● **LIST OF TASKS**:
(a) In the article about data scraping, who dismissed X's claim against Bright Data?
(b) Please summarize the article about data scraping in two sentences.
(c) Rewrite the article about data scraping between "It’s a difficult" and "against such use.", inclusive, substituting "dilemma" for "quandary".

The rules governing the use of online data remain murky, with a court dismissing a case brought by X (formerly Twitter), in which X claimed that a company named Bright Data had stolen and utilized user info, in violation of X’s terms.
Bright Data gathers publicly accessible information from the web, then uses it in its offering, and recently won a similar case against Meta for taking Facebook and Instagram user info as well.
Bright Data maintains that it only scrapes information that’s publicly accessible without a login. But X claimed that the company not only sells user data without permission, but that it had also been “using elaborate technical measures to evade X Corp.’s anti-scraping technology.”
X claimed that Bright Data was breaching both its own terms of service and copyright, but Federal Court Judge William Alsup dismissed X’s claim, which means that Bright Data is now free to continue using social media user data, within certain limits.
According to Judge Alsup, X’s claim is circumstantial, and is not, as X had indicated, in defense of user privacy. Judge Alsup noted that X is happy to sell user info for a price, but that it was only seeking to stop Bright Data in this instance because it was evading those fees.
Data scraping from social media profiles has been the subject of much legal debate, due to the technicalities around who owns such data, and how it can then be used.
Under current law, publicly accessible content is not subject to general copyright, especially when the claim is being made by the platform and not the individual. In the case of platforms, they benefit from making a certain amount of their user posts available to all, but over time, most have locked down more and more of that info in order to stop scrapers from gathering up their user data, and then repackaging and/or reusing it in other forms.
That’s become even more pressing in the age of large language models (LLMs) which power AI systems. AI companies need to get their data from somewhere, and most social apps are now working to lockdown and protect their data, in order to stop AI projects from sucking it up.
But as yet, there’s no legal precedent that stops the reuse of publicly accessible social platform info.
It did seem that such precedent was coming, after LinkedIn won a five year legal battle against professional services company hiQ Labs back in 2022. hiQ Labs had been using LinkedIn member data to build its own employee information service, and LinkedIn was eventually allowed to block hiQ’s access under legal challenge. But as noted, Meta attempted similar legal enforcement against Bright Data, and was rejected by the courts in January this year. Meta then decided to abandon the case.
The technicality here seems to relate to what data is accessed, and how the scrapers operate. If it’s publicly available without a login, the law seems to side with the scrapers, as this info is not being protected by the platforms, and is not technically owned by them, as such.
But if it’s accessed via a logged in user, that’s considered proprietary, and thus, enforceable by the law.
The end result will likely be that more content gets locked down, and hidden to non-users. Yet, at the same time, platforms like X, in particular, benefit greatly from having their posts displayed in Google Search results, which can only happen if they remain publicly visible.
It’s a difficult quandary, but you can bet that every social app is now working out how to keep others away from their data stores, as more and more AI projects look for conversational data sources, and the law offers limited protection against such use.

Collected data

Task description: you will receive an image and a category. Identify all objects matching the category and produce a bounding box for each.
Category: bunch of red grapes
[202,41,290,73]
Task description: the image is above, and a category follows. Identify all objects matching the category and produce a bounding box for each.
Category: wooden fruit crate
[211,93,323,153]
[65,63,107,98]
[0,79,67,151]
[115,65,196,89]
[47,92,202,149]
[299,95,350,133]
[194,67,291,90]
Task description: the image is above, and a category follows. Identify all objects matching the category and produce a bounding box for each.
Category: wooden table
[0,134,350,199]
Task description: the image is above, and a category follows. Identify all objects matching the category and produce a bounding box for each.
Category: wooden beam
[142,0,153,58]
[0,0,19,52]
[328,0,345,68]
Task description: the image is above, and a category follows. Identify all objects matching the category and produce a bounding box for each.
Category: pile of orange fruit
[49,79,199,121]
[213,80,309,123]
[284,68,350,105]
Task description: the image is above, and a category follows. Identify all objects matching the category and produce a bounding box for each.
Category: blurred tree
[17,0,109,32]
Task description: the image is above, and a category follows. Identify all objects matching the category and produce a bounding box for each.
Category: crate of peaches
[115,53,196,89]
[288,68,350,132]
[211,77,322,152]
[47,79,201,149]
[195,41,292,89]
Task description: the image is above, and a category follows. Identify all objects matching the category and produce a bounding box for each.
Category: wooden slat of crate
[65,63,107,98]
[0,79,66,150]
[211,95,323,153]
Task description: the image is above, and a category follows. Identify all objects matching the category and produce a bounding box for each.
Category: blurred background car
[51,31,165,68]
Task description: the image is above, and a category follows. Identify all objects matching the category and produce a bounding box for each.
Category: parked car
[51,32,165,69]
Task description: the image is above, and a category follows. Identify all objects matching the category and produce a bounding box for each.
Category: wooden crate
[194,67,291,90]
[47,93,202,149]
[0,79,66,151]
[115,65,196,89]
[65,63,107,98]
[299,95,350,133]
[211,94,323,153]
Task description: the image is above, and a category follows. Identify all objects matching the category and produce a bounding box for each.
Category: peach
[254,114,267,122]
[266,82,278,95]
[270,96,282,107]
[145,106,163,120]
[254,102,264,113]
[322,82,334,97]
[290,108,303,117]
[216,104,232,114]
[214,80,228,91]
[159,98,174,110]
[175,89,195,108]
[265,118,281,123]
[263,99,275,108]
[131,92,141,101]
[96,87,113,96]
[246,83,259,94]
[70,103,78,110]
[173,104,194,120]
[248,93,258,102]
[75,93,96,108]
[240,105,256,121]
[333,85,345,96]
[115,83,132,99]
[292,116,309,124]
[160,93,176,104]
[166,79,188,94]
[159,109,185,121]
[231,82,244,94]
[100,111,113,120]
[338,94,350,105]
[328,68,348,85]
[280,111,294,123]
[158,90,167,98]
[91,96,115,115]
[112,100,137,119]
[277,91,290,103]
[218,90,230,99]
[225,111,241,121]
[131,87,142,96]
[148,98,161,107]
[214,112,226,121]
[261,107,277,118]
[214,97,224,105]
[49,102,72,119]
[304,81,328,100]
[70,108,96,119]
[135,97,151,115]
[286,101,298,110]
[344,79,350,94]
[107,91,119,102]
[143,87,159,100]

● **TASK ANSWERS**:
(a) Federal Court Judge William Alsup dismissed it.

(b) A court dismissed X's claim that Bright Data had scraped and used user information in breach of X's terms and copyright, with Judge Alsup noting that X sells user info itself and was seeking to stop Bright Data because it was evading those fees. With no legal precedent yet stopping the reuse of publicly accessible social platform info, the law seems to side with scrapers of data available without a login, so platforms are likely to lock down more content as AI projects look for conversational data.

(c)
It’s a difficult dilemma, but you can bet that every social app is now working out how to keep others away from their data stores, as more and more AI projects look for conversational data sources, and the law offers limited protection against such use.